→ **WHAT THE TASK ASKS**: Arrange all of the rows below as a two-column CSV with the headers text and points: one line per row, with the row's wording in one quoted field and its answer in the other, and every line break turned into a space. Omit the pictures.

[Position annotation rows]
════════════════
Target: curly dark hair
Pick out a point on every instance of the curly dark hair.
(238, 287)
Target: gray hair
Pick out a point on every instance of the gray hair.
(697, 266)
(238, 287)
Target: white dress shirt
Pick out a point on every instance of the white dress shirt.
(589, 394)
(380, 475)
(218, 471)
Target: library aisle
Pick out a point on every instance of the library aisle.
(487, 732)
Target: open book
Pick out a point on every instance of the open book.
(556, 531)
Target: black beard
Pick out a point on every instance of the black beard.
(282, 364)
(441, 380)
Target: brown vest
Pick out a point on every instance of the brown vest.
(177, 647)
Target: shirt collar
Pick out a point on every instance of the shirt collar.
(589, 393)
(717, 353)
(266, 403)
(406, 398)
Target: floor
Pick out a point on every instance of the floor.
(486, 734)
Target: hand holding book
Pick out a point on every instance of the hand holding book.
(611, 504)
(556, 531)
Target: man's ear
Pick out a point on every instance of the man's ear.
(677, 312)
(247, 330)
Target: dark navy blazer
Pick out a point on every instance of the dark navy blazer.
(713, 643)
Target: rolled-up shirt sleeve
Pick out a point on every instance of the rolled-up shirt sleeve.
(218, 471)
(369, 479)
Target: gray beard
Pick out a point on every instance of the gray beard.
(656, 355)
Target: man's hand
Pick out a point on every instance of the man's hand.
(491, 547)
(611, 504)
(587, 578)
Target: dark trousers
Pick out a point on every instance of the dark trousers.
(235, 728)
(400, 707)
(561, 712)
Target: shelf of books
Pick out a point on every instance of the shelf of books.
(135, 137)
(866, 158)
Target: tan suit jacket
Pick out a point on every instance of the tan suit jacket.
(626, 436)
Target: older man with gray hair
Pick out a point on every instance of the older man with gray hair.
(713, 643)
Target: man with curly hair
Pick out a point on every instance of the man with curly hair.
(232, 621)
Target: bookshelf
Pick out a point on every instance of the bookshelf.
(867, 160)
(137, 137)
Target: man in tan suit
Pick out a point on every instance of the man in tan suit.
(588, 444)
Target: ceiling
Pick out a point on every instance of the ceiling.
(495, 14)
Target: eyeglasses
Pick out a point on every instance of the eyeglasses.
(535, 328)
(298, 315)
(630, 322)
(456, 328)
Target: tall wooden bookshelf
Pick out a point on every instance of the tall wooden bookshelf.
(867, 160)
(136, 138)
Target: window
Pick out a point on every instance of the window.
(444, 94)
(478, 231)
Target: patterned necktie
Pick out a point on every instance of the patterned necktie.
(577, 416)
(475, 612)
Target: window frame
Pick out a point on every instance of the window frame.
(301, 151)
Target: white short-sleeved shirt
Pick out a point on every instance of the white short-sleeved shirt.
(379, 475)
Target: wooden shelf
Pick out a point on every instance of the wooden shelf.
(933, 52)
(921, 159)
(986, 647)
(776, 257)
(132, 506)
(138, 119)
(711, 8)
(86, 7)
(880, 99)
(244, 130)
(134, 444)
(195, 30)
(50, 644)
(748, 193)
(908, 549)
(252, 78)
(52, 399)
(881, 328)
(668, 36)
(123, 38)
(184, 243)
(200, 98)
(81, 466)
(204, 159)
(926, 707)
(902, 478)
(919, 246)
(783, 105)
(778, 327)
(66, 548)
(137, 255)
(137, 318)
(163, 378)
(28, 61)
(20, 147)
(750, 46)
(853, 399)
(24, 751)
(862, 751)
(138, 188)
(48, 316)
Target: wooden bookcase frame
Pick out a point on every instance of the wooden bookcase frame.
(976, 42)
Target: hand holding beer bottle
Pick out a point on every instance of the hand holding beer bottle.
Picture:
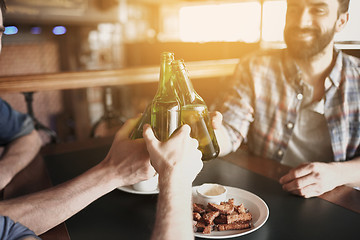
(194, 112)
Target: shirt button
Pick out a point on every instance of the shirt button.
(299, 96)
(289, 125)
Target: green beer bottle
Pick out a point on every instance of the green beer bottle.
(194, 112)
(138, 130)
(165, 107)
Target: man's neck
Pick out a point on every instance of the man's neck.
(316, 69)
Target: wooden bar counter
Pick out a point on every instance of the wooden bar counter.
(86, 79)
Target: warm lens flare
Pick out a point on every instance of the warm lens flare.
(274, 14)
(221, 22)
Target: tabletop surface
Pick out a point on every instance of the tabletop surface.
(121, 215)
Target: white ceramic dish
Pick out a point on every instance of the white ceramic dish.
(130, 189)
(257, 207)
(211, 193)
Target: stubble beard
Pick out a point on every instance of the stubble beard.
(307, 49)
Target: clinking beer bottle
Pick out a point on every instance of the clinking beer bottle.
(138, 130)
(165, 107)
(194, 112)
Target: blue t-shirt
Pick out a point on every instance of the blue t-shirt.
(13, 124)
(9, 230)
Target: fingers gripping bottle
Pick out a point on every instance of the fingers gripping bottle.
(194, 112)
(165, 107)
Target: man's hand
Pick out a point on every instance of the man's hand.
(178, 157)
(312, 179)
(129, 158)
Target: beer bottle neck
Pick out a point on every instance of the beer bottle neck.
(185, 89)
(165, 88)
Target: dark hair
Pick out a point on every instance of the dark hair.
(343, 6)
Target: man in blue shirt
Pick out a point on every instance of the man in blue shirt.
(20, 139)
(177, 161)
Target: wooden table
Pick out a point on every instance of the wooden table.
(32, 179)
(121, 215)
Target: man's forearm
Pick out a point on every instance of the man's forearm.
(20, 153)
(173, 216)
(44, 210)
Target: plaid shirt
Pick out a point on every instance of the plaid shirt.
(265, 99)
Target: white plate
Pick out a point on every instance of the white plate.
(130, 189)
(256, 206)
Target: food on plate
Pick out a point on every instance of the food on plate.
(220, 217)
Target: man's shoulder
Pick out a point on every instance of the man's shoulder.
(351, 61)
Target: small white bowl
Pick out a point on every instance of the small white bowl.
(211, 193)
(147, 185)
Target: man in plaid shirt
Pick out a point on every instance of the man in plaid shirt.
(300, 105)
════════════════
→ **ANSWER IN FULL**:
text,points
"Target: curly dark hair Pick out a point on every instance of the curly dark hair.","(238, 287)"
"Target: gray hair Pick out a point on every instance of the gray hair.","(697, 266) (238, 287)"
"Target: white dress shirt Pick out a point on every instance of the white dress shirt.","(589, 394) (380, 475) (218, 471)"
"Target: library aisle Pick out a point on every instance of the library aisle.","(487, 732)"
"Target: open book Pick out a point on every instance of the open book.","(556, 531)"
"Target: black beard Pick out a point on every instance of the black beard.","(282, 364) (441, 380)"
"Target: brown vest Pick out a point on every instance of the brown vest.","(177, 647)"
"Target: shirt collar Pick out a point on every instance of the shirt collar.","(589, 393) (717, 353) (266, 403) (406, 398)"
"Target: floor Pick out a point on every instance of the floor.","(486, 734)"
"Target: hand holding book Pick out a point on every instance of the hand holding book.","(611, 504) (556, 531)"
"Target: man's ear Pick out a point on every instance of the man's ear.","(677, 312) (247, 330)"
"Target: dark navy blazer Pick out a point on every instance of the dark navy blazer.","(713, 643)"
"Target: rolled-up shirt sleeve Pick out a point on every instance of the rolled-up shirt sleeve.","(218, 471) (369, 479)"
"Target: gray beard Pick out a point on every instance of the gray beard.","(656, 355)"
"Target: man's hand Pick out a point on every instance of the man's hand.","(491, 547) (611, 504) (587, 578)"
"Target: dark trousers Pick out a point on every instance of the dark trousers.","(235, 728) (400, 707) (561, 712)"
"Target: shelf of books Pick out a point on every instance of the shelf of books.","(135, 137) (866, 158)"
"Target: tan suit jacket Pick out a point on every instance of the tan suit jacket.","(626, 436)"
"Target: older man with gray hair Pick out a point on every instance of the older man with gray hair.","(713, 643)"
"Target: man with curly hair Pick out a point on every instance of the man with curly hair.","(232, 621)"
"Target: bookshelf Pick out a point on every instance of the bookshelf.","(867, 160) (137, 137)"
"Target: man in tan suit Pick out a point on every instance of the man in tan suit.","(588, 444)"
"Target: ceiling Pick out a point on every instance of the ceiling.","(495, 14)"
"Target: eyeglasses Pick out a point on every instance of the eyeglasses.","(535, 328) (298, 315) (630, 322) (456, 328)"
"Target: tall wooden bookshelf Pick out a point on every instance of the tall wooden bookshelf.","(867, 160) (136, 138)"
"Target: window Pick out a point on every instance of the window.","(444, 94) (478, 231)"
"Target: patterned necktie Pick out a point on every instance of the patterned necktie.","(577, 416) (475, 612)"
"Target: window frame Pick out a point on every instance of the window frame.","(301, 151)"
"Target: white short-sleeved shirt Pick out a point on every instance of the white short-sleeved shirt.","(379, 475)"
"Target: wooden shelf Pick out a point on every instance of the wooden shelf.","(933, 52) (921, 159) (986, 647) (776, 257) (132, 506) (138, 119) (711, 8) (86, 7) (880, 99) (244, 130) (134, 444) (195, 30) (50, 644) (748, 193) (908, 549) (252, 78) (52, 399) (881, 328) (668, 36) (123, 38) (184, 243) (200, 98) (81, 466) (204, 159) (926, 707) (902, 478) (919, 246) (783, 105) (778, 327) (66, 548) (137, 255) (137, 318) (163, 378) (28, 61) (20, 147) (750, 46) (853, 399) (24, 751) (862, 751) (138, 188) (48, 316)"
"Target: wooden bookcase frame Pick out a point on every instance of the wooden bookcase frame.","(976, 42)"
"Target: hand holding beer bottle Pick out a point on every instance of the hand holding beer bottle. Picture:","(194, 112)"
"Target: shirt button Pick out a point on every instance of the shirt button.","(299, 96) (289, 125)"
"Target: green beer bottle Pick out a point on every instance of the green beer bottle.","(194, 112) (138, 130) (165, 107)"
"Target: man's neck Pick out a point on every instance of the man's neck.","(316, 69)"
"Target: wooden bar counter Pick out a point on every instance of the wooden bar counter.","(86, 79)"
"Target: warm lens flare Pick out a point on every instance of the warm lens flare.","(274, 14) (221, 22)"
"Target: tabletop surface Pick out a point on every instance of the tabletop surface.","(121, 215)"
"Target: white ceramic dish Pick out a point on every instance of the white ceramic dish.","(130, 189) (257, 207) (211, 193)"
"Target: stubble beard Pick out a point on every instance of the stubble beard.","(307, 49)"
"Target: clinking beer bottle Pick out a point on every instance of the clinking beer bottle.","(138, 130) (165, 107) (194, 112)"
"Target: blue t-shirt Pick out a point on every instance of the blue t-shirt.","(13, 124) (9, 230)"
"Target: fingers gripping bottle Pick out a point on every instance of the fingers gripping bottle.","(194, 112) (165, 107)"
"Target: man's hand Pick out a point on every instance of the man's hand.","(178, 157) (312, 179) (129, 158)"
"Target: beer bottle neck Pick out a point on every instance of the beer bottle neck.","(185, 89) (165, 88)"
"Target: dark hair Pick out a point on every instance of the dark hair.","(343, 6)"
"Target: man in blue shirt Pick out a point on every instance of the man in blue shirt.","(20, 139) (177, 161)"
"Target: wooden table Pick out a point on every instance of the wooden table.","(32, 179) (121, 215)"
"Target: man's forearm Pick out a point on every instance of the man's forearm.","(20, 153) (173, 216) (44, 210)"
"Target: plaid shirt Pick out a point on every instance of the plaid shirt.","(265, 99)"
"Target: white plate Pick out a point on every instance of the white plate.","(130, 189) (256, 206)"
"Target: food on plate Pick out a point on every instance of the food on plate.","(220, 217)"
"Target: man's shoulder Pick out a point on every instance of the man's shoulder.","(351, 61)"
"Target: small white bowl Pick out a point on every instance of the small white bowl.","(211, 193) (147, 185)"
"Target: man in plaid shirt Pick out a point on every instance of the man in plaid shirt.","(300, 105)"